Nothing in the records may be dropped. Retype them all exactly.

(Stored data entries)
• • • • • • •

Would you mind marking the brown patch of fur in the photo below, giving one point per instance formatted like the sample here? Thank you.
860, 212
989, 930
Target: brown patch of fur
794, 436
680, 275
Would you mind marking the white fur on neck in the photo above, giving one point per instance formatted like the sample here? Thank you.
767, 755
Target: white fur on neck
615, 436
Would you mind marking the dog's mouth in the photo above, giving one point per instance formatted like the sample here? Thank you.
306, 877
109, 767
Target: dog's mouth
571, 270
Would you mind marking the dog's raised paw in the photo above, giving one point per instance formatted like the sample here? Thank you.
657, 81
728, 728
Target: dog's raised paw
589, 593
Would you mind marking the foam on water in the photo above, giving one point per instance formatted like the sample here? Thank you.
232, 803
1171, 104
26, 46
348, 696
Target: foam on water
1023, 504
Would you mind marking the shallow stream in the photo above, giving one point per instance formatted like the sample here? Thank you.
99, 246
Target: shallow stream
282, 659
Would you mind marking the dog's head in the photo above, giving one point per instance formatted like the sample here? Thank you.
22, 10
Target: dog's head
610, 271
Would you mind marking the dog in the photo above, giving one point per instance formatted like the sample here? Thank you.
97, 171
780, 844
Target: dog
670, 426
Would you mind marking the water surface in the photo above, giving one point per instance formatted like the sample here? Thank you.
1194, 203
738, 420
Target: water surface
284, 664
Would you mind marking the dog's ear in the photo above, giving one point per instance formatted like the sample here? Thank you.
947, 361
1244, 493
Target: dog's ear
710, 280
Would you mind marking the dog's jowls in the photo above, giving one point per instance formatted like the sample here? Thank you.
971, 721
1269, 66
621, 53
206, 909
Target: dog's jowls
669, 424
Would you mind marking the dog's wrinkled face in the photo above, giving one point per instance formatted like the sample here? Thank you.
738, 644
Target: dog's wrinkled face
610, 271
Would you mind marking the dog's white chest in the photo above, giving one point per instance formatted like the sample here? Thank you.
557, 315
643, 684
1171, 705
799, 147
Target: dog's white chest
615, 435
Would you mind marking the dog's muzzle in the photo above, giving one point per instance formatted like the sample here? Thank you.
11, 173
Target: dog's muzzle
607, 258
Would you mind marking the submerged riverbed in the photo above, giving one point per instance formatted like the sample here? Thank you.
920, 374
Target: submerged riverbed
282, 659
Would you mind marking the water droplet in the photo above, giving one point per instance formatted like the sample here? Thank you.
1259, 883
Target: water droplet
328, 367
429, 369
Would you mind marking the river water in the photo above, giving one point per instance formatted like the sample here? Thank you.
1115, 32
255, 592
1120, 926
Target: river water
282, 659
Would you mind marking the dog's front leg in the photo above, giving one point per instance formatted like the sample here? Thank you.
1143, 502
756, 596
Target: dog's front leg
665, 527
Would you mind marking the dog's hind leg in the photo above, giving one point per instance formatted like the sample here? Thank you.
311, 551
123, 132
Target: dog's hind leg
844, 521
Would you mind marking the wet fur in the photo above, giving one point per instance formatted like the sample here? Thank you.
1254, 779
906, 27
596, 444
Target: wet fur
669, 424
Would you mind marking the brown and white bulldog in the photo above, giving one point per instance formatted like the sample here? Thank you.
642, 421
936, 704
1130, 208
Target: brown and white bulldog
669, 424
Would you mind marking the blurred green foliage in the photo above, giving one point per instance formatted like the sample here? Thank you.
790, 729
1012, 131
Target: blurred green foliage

• • • • • • •

# SOLVED EXERCISE:
Would you mind marking the brown patch of fur in the photo below, giving one point per instance formatted like the sample here? Thank you.
860, 212
989, 930
Target: brown patch of fur
794, 436
680, 275
Would you mind marking the white fur on neck in the photo above, giving one point per instance formatted like the sample here? Thank you.
767, 755
Target: white fur on neck
615, 436
Would you mind marking the dog's mouth in the photo above, giving one point per instance formatted like the sample here? Thank you.
306, 877
109, 767
Target: dog's mouth
571, 270
Would you mind marking the dog's raised paw in the photo above, giving one point per instance formatted like the sample here? Thank you.
657, 81
728, 728
Target: dog's raised paw
589, 593
Would you mind marking the foam on water in the photo above, giving one point per instance formatted like the sample here? Thank you.
232, 803
1171, 104
26, 46
348, 696
Target: foam on water
1023, 504
Would you mind marking the shallow stream in the photo above, giving one point per instance formatted like the sample here? Thank you.
99, 246
Target: shallow stream
282, 659
Would you mind marking the dog's head in the photo above, giving one point per instance formatted like the sample here? Thank you.
22, 10
Target: dog's head
610, 271
Would you mind marking the dog in the photo above, giving one point per instance formatted like the sample here? Thank you.
97, 171
780, 844
Target: dog
670, 426
Would you mind marking the water surface in the photo above, giving one point per instance formatted like the sample here? Thank you.
1194, 203
738, 420
Target: water surface
284, 664
Would you mind marking the dog's ear in the photo above, giving one point per instance formatted like the sample here? Thank you.
947, 361
1244, 493
Target: dog's ear
710, 280
Would you mind marking the dog's jowls in the photo above, giving one point per instance formatted like the sample here? Thank you.
971, 721
1269, 66
621, 53
206, 909
Target: dog's jowls
669, 424
Would you mind marking the dog's wrinkled face in the photo above, giving one point per instance formatted like the sample here? Thank you.
738, 644
Target: dog's wrinkled face
610, 271
Would you mind marking the dog's white chest in the photo above, giving one point per instance formatted like the sample here? Thank you.
557, 315
643, 684
1171, 705
799, 147
Target: dog's white chest
615, 435
Would you mind marking the dog's muzzle in the photo above, giving one point per instance formatted like the sample here? Thank you.
11, 173
Target: dog's muzzle
607, 258
Would you mind marking the submerged riverbed in the photo above, giving one point per instance formatted like the sample here? Thank you.
920, 374
Target: submerged riverbed
282, 659
Would you mind marking the water droplet in the photo above, giving one point per instance formatted like the sample here? Thank you.
1259, 883
Target: water droplet
328, 367
429, 369
Would you mind marking the river water in the photo above, giving one point per instance formatted like the sample here? Thank you.
1115, 32
255, 592
1120, 926
Target: river water
282, 659
Would you mind marking the dog's front leg in the photo above, giving one point per instance formatted like the sample here? Thank you.
1143, 502
756, 596
Target: dog's front leg
665, 527
Would you mind marking the dog's hind leg in the photo above, giving one point per instance formatted like the sample here? Thank you.
311, 551
123, 132
Target: dog's hind leg
844, 521
Would you mind marking the wet fur in the photo above, giving one point per instance formatted like the sample here? Thank you.
1254, 779
906, 27
596, 444
Target: wet fur
669, 424
Would you mind marking the brown and white bulldog in the photo above, giving one point per instance formatted like the sample here? Thank you.
642, 421
936, 704
1130, 208
Target: brown and white bulldog
669, 424
Would you mind marking the blurred green foliage in the photo above, giving one point per instance formatted like the sample here? Thank you.
790, 729
1012, 131
Target: blurred green foliage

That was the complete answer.